◆ **Task prompt**
Every line below needs to be transcribed without alteration, and no image may be carried over.

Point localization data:
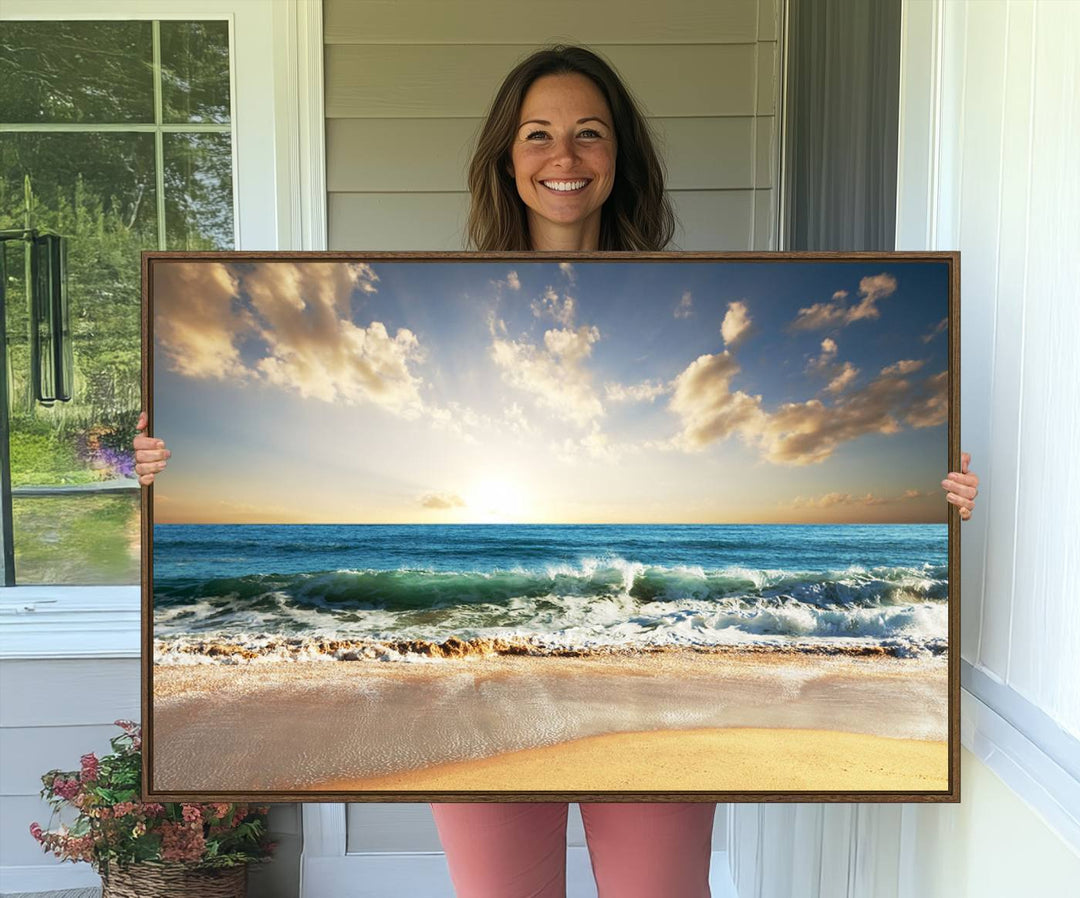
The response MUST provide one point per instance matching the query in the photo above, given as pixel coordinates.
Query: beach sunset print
(537, 526)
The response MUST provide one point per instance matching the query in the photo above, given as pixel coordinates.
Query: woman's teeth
(564, 186)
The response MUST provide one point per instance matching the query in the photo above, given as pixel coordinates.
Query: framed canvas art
(525, 526)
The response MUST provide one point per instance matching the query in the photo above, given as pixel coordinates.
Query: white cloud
(199, 319)
(554, 374)
(709, 409)
(904, 366)
(301, 315)
(442, 500)
(940, 327)
(645, 391)
(833, 499)
(823, 362)
(312, 346)
(685, 307)
(514, 417)
(842, 379)
(736, 324)
(562, 310)
(837, 313)
(796, 432)
(595, 445)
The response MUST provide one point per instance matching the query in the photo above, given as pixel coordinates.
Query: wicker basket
(174, 881)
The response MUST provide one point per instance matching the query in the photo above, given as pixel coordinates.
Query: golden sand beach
(667, 721)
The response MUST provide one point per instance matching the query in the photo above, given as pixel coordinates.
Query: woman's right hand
(150, 454)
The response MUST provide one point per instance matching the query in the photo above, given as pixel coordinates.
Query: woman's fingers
(966, 485)
(150, 453)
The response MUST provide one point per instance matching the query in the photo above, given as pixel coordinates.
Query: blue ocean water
(556, 586)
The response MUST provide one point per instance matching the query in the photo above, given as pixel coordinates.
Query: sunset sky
(537, 392)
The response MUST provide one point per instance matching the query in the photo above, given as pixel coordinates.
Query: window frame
(277, 96)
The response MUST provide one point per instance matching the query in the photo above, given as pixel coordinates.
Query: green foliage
(99, 190)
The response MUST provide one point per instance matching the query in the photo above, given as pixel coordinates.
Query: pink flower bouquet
(113, 827)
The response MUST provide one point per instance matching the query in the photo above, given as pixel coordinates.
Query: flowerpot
(174, 881)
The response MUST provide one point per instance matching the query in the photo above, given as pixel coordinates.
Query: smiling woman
(563, 160)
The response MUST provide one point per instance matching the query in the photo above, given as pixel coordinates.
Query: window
(117, 135)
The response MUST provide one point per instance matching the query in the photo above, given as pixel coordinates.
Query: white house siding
(989, 135)
(407, 84)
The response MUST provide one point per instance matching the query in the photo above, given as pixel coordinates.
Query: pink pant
(518, 850)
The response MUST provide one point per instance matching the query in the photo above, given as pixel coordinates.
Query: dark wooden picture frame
(630, 372)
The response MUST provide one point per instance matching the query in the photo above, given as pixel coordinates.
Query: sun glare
(496, 500)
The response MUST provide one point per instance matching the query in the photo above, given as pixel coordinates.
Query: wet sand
(660, 722)
(692, 760)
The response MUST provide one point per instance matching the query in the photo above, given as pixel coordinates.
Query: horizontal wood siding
(408, 83)
(365, 81)
(522, 22)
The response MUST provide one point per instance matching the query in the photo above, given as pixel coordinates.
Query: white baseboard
(368, 876)
(426, 875)
(46, 878)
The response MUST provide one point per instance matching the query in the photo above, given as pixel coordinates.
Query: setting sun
(495, 499)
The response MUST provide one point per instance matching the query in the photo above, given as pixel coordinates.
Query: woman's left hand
(961, 487)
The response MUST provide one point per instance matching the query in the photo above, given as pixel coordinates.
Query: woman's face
(563, 159)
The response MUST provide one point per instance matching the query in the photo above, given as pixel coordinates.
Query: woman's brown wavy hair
(637, 214)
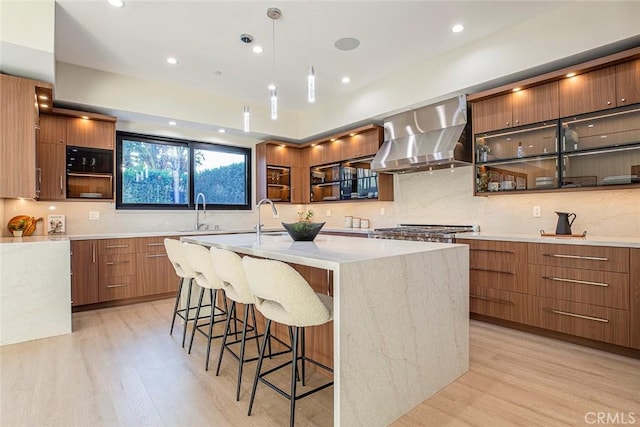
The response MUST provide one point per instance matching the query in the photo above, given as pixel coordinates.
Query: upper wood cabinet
(91, 133)
(628, 83)
(53, 129)
(588, 92)
(523, 107)
(51, 170)
(19, 120)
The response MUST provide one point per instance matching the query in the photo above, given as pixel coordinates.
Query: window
(165, 173)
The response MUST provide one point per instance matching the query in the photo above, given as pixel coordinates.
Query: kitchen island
(401, 316)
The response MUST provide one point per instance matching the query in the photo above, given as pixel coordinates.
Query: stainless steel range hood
(431, 137)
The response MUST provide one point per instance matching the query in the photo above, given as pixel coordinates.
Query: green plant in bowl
(303, 231)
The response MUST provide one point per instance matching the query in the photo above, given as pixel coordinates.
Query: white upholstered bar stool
(229, 267)
(184, 272)
(206, 277)
(282, 295)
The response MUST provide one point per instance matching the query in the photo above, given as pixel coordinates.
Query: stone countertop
(326, 251)
(617, 241)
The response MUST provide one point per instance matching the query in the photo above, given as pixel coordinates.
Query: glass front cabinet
(350, 180)
(592, 150)
(279, 183)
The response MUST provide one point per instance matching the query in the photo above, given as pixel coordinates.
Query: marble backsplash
(441, 197)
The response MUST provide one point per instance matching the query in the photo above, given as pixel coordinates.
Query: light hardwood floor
(121, 368)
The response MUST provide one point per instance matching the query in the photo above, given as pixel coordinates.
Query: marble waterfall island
(401, 316)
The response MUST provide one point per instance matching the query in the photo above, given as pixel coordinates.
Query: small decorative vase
(303, 231)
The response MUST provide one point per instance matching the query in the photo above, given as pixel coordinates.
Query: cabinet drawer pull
(493, 250)
(491, 270)
(500, 301)
(580, 316)
(589, 258)
(581, 282)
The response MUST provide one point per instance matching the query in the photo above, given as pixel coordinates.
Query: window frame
(192, 146)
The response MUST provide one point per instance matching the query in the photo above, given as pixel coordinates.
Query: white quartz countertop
(326, 251)
(618, 241)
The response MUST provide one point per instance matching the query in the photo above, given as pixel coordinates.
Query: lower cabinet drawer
(603, 288)
(118, 287)
(584, 320)
(498, 303)
(117, 265)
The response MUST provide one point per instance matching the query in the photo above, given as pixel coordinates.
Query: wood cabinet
(51, 170)
(106, 270)
(19, 117)
(497, 278)
(634, 282)
(611, 87)
(279, 172)
(84, 272)
(117, 269)
(628, 83)
(580, 290)
(527, 106)
(154, 272)
(91, 133)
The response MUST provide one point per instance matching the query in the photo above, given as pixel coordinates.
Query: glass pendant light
(246, 119)
(274, 102)
(311, 85)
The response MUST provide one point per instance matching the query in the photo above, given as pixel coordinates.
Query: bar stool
(282, 295)
(229, 267)
(206, 277)
(184, 272)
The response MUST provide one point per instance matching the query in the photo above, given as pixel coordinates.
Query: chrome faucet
(204, 210)
(274, 210)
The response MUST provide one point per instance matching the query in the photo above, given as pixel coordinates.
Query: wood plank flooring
(120, 367)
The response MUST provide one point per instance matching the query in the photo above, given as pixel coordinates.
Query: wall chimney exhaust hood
(433, 137)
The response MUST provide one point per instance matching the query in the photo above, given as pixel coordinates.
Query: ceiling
(205, 37)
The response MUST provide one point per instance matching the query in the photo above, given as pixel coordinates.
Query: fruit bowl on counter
(303, 231)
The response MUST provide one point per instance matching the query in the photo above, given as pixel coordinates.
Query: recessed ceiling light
(347, 43)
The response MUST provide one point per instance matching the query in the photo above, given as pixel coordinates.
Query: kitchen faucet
(274, 210)
(204, 209)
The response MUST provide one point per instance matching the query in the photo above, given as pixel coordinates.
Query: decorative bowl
(303, 231)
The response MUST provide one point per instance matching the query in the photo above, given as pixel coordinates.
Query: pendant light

◆ **Result of this exercise**
The response MUST provide one point per instance matching the query in the photo above, given as pixel coordinates.
Query: beach sunset print
(537, 526)
The response MUST provide one point per instance matching the query in the photo above, given as pixel coordinates.
Query: woman's teeth
(564, 186)
The response MUST provide one point per instance matching the query in the photo above, given as pixel coordinates.
Query: framed canvas art
(525, 526)
The response MUST provide one point per instance matching the query in the photo above, given as pixel coordinates.
Query: white cloud
(199, 319)
(554, 374)
(709, 409)
(904, 366)
(301, 315)
(442, 500)
(940, 327)
(645, 391)
(833, 499)
(823, 362)
(312, 346)
(685, 307)
(514, 417)
(842, 379)
(736, 324)
(562, 310)
(837, 313)
(796, 432)
(595, 445)
The response MUST provide one point per instance matching the query in the photo above, given as pixel coordinates.
Query: wicker basket
(174, 881)
The response MUST provide one point per instance matching the query in the photo above, given as pixel coordinates.
Query: golden sand beach
(667, 721)
The response MUST provide one point per instance matching the query in the photo above, given as pixel coordinates.
Query: woman's right hand
(150, 454)
The response MUST provide one point per instance matching the query in the photo above, given as pixel coordinates.
Query: woman's fingers
(966, 485)
(150, 453)
The response MUST provide one point per instance matching the query in the photo above, given as pixel coordinates.
Query: blue ocean water
(556, 586)
The response MUST provide one point per instance matching the query in the photo above, given as pixel coordinates.
Query: sunset sky
(537, 392)
The response MUST provide one point per instance matching the query in the photo above, given as pixel coordinates.
Query: window frame
(277, 96)
The response MUST provide one point per instance matching the query in the photo above, given as pixel coordinates.
Query: green foliage
(99, 190)
The response MUST provide one point per instance matching the query in the photo above, given as pixel coordinates.
Query: pink flower bouquet
(113, 827)
The response MUST provide one point per instance matching the query in the photo above, given as pixel coordinates.
Query: flowerpot
(174, 881)
The response MUST provide one point per instance matching the query in the photo above, given as pixel coordinates.
Query: smiling woman
(563, 160)
The response MUST provide one point per instance matching the query in the photo above, given as pixel coordinates.
Query: window
(117, 135)
The response MUST provide one point per instance matching the query in the photo above, given as pixel coordinates.
Query: white house siding
(989, 135)
(407, 84)
The response MUST provide one point per instance matching the query in the photo above, given as pixel coordinates.
Query: pink pant
(518, 850)
The response MUST provide one point per instance matching the query in the photo above, given as pixel coordinates.
Query: dark wooden picture frame
(630, 372)
The response MUST provide one point per instance matching the query in the photo above, given as pixel coordinates.
Query: sun glare
(496, 500)
The response MUST provide one point per instance matching the query in the photo above, given as pixel coordinates.
Query: wet sand
(660, 722)
(692, 760)
The response MUST provide one point per instance matching the query in the photo above, given as pixel coordinates.
Query: horizontal wood siding
(408, 83)
(365, 81)
(522, 22)
The response MUST provide one point per instance matching the query in the photo above, given as pixel coordinates.
Query: white baseboard
(368, 876)
(426, 875)
(46, 878)
The response MUST provide one point per instance matching the query in the photo above, given as pixel coordinates.
Query: setting sun
(495, 499)
The response MUST provide one point per instance matching the query in the photo above, given as pixel coordinates.
Query: woman's left hand
(961, 487)
The response MUST provide one point per instance matching the query in the photo above, given as pixel coordinates.
Query: woman's face
(563, 159)
The response MUST provide one point per instance matching the query in the photo above, given as pixel coordinates.
Query: woman's brown wavy hair
(637, 214)
The response MUST provide one point per instance matching the query in the photo above, given as pixel coordinates.
Query: upper wood cabinet
(91, 133)
(628, 83)
(53, 129)
(588, 92)
(523, 107)
(51, 170)
(19, 120)
The response MUST provide one point per instance matching the query in the photo above, given as pixel coordinates.
Query: window
(165, 173)
The response MUST provide one point per instance matching the query in the photo above, given as pixel coordinates.
Query: kitchen island
(401, 316)
The response MUST provide one point per instance matching the query in the photo above, given as pixel coordinates.
Query: stainless steel range hood
(431, 137)
The response MUST provide one point per instance matching the query in the photo above, given as pixel coordinates.
Query: green plant in bowl
(303, 231)
The response MUST provide one point per instance matching the query in the photo above, given as pixel coordinates.
Query: white upholstered bar stool
(229, 267)
(184, 272)
(206, 277)
(282, 295)
The response MUST provide one point per instance matching the query in the photo above, given as pixel coordinates.
Query: stone countertop
(326, 251)
(617, 241)
The response MUST provide one point per instance matching the query in the photo above, given as pixel coordinates.
Query: glass front cabinet
(350, 180)
(592, 150)
(279, 183)
The response MUST provide one point per instance matching the query in the photo above, given as pixel coordinates.
Query: marble backsplash
(441, 197)
The response MUST provide one point per instance matching the query in the photo above, given as pixel coordinates.
Query: light hardwood floor
(121, 368)
The response MUST provide one point per instance matching the query in the photo above, given as pixel coordinates.
Query: marble waterfall island
(401, 316)
The response MUST provide one point per instance matching the query in the photo above, given as pixel coordinates.
Query: small decorative vase
(303, 231)
The response MUST provide one point per instance matching the query in the photo above, given as pixel coordinates.
Query: cabinet drawer pull
(493, 250)
(491, 270)
(500, 301)
(580, 316)
(589, 258)
(581, 282)
The response MUST provide one point per instance matching the query in the photo above, given as pixel coordinates.
Query: window frame
(192, 146)
The response MUST provide one point per instance matching the query in the photo above, given as pixel coordinates.
Query: white quartz countertop
(326, 251)
(618, 241)
The response MUST provide one point per instance matching the query in the photo above, given as pixel coordinates.
Query: lower cabinet drawer
(603, 288)
(118, 287)
(584, 320)
(498, 303)
(117, 265)
The response MUST provide one point per instance matching the query in the photo above, given as pixel coordinates.
Query: wood cabinet
(51, 170)
(106, 270)
(19, 117)
(497, 278)
(634, 282)
(611, 87)
(279, 172)
(84, 272)
(117, 269)
(628, 83)
(580, 290)
(527, 106)
(154, 272)
(91, 133)
The response MUST provide one point per instance matching the query in the photo above, given as pixel coordinates.
Query: glass pendant light
(246, 119)
(274, 102)
(311, 85)
The response MUST provide one point per instance matching the query in the photo above, given as pixel coordinates.
Query: bar stool
(282, 295)
(229, 267)
(206, 277)
(184, 272)
The response MUST provide one point per instance matching the query in the photo above, given as pixel coordinates.
Query: chrome faucet
(204, 210)
(274, 210)
The response MUST provide one point per instance matching the query in the photo above, given as pixel coordinates.
Query: wood plank flooring
(120, 367)
The response MUST provide one point per instance matching the query in the photo above, given as pixel coordinates.
Query: wall chimney exhaust hood
(433, 137)
The response MUST provide one point per instance matching the query in the photo above, given as pixel coordinates.
Query: ceiling
(205, 37)
The response MUST provide one point per instance matching the query in the photo above, given as pixel coordinates.
Query: fruit bowl on counter
(303, 231)
The response MUST provide one point per instance matching the query in the photo above, given as pixel coordinates.
Query: recessed ceiling light
(347, 43)
The response MUST provide one point per instance matching the query in the photo above, given as pixel coordinates.
Query: kitchen faucet
(274, 210)
(204, 209)
The response MUST provide one point per instance matching the query in the photo above, given as pixel coordinates.
Query: decorative bowl
(303, 231)
The response MUST provide one point per instance matching the query in the photo above, given as pixel coordinates.
Query: pendant light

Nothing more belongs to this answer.